(Extract)
• • • • •
The goal was to store text (and images) in a gDoc. Cal the gDoc, grab the stuff and put it into an email The format for the gDoc was going to be with xml, a very friendly way to store data in text :
---- gDoc File content --
<subject> BRICs Course Offerings 2023</subject>
<attachments> {a file reference somehow} </attachments>
<body>
Hi - This email provides our Course offerings for 2023.
Please support our Work by purchasing just 5 hours of your CE credits from us each renewal period.
Regards
Bryan and Ric (with signature images, preferably)
</body>
---------------------------
This should be a no brainer for regEx, right? Not only not at all... not f--ing at all...
I should have been able to do something like this in JavaScript / google script
pattern = / <body>(.+)</body> /
arrMatches = gDocText.match(pattern)
And I should have gotten just
"BRICs Course Offerings 2023" in the arrMatches[0] position
The parenthesis should have acted as a "capture" and the .+ should have acted as a wild card for all characters that exist until you find the </body> tag. Simple stuff. is not so simple....
Problem 1 - the forward slash as bookends - the Forward slash is the JavaScript delimiter on both ends so obviously it can't show up in the pattern match without an "escape" somehow, BUT with regEx the / slash is not a charcter that requires escape? if you do it, Google Script processer will accept the escape and compile but the match then never seemed to work ... Why not change the start and end pattern stuff somethin g crazy and/or customizable? even better, thus nothing is ever a problem...
objRegex.pattern_bookends = "//$//"
• • • • •
(Extracted material)
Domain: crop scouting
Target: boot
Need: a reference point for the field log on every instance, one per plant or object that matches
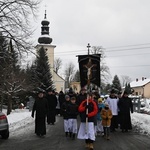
(108, 137)
(73, 136)
(70, 134)
(66, 134)
(91, 146)
(87, 145)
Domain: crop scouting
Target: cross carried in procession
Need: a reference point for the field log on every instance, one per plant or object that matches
(89, 66)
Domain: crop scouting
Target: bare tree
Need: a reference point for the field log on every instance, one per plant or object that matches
(15, 16)
(125, 80)
(104, 69)
(57, 64)
(69, 72)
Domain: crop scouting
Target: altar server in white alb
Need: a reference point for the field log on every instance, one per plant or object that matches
(112, 101)
(72, 111)
(88, 110)
(65, 114)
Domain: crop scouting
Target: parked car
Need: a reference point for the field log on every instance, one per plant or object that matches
(4, 126)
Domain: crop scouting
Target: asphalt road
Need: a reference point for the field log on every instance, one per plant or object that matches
(25, 139)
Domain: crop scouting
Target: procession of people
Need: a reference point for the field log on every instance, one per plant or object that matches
(86, 116)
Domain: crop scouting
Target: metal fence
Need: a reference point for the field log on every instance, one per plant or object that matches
(136, 104)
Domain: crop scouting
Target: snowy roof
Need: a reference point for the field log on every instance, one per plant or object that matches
(139, 82)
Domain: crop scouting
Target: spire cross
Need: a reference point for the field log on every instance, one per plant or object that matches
(88, 48)
(45, 12)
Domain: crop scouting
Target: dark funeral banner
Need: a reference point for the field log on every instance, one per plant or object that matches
(89, 66)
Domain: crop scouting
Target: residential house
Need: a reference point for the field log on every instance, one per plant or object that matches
(141, 87)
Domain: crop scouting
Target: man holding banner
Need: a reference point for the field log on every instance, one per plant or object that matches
(89, 66)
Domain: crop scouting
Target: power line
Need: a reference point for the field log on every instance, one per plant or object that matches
(106, 50)
(128, 45)
(131, 66)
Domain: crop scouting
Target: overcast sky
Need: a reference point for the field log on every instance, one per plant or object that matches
(121, 27)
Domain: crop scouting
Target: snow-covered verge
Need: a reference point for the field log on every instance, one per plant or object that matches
(141, 123)
(20, 118)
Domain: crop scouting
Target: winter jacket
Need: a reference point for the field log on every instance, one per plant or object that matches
(41, 107)
(64, 109)
(100, 107)
(81, 97)
(52, 101)
(125, 105)
(113, 105)
(106, 115)
(92, 110)
(72, 111)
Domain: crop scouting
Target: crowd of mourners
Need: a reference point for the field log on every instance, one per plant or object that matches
(99, 116)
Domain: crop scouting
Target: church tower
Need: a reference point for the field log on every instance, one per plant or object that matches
(45, 40)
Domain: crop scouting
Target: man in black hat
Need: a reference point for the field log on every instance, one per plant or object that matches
(52, 103)
(41, 108)
(112, 101)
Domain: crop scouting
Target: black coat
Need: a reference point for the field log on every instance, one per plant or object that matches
(72, 111)
(41, 108)
(81, 97)
(52, 103)
(125, 107)
(64, 109)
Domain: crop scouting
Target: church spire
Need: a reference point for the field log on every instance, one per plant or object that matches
(45, 15)
(45, 38)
• • • • •
Carry on the post on regex parsing of a gDoc from its last line, keeping the writer's voice. The records are separate material, unrelated to the post on regex parsing of a gDoc.

(The answer)
objRegex.pattern = //$// <body>(.+)</body> //$//
{what a novel concept... then the backside code just uses a split command and position 1 for the pattern. and the bookends are never problematic again}
Problem 2 - the capture didn't work - The ( ) brackets have several uses. one was/is supposed to be a subset capture somehow. In many applications the goal is to get info that is surrounded with known info that you do NOT need. You can always add that back if you need that?! Why is there no perfect and always functional capture system for a subset of the match?! I can add back on stuff as needed?!\
Problem 3 - Line feed and carraige returns -- I struggled with LF and cariage returns for a bit when I had the tags on their own lines. I finally did something like .\S\s to get it all. Why not put "commas" in to separate the stuff with a simple comma escape system like the double quotes system... just for readability...
=====================================================================
I spentbetter part of an hour or two trying to get this to work before having to go an entirely different direction. This isn't a useful system.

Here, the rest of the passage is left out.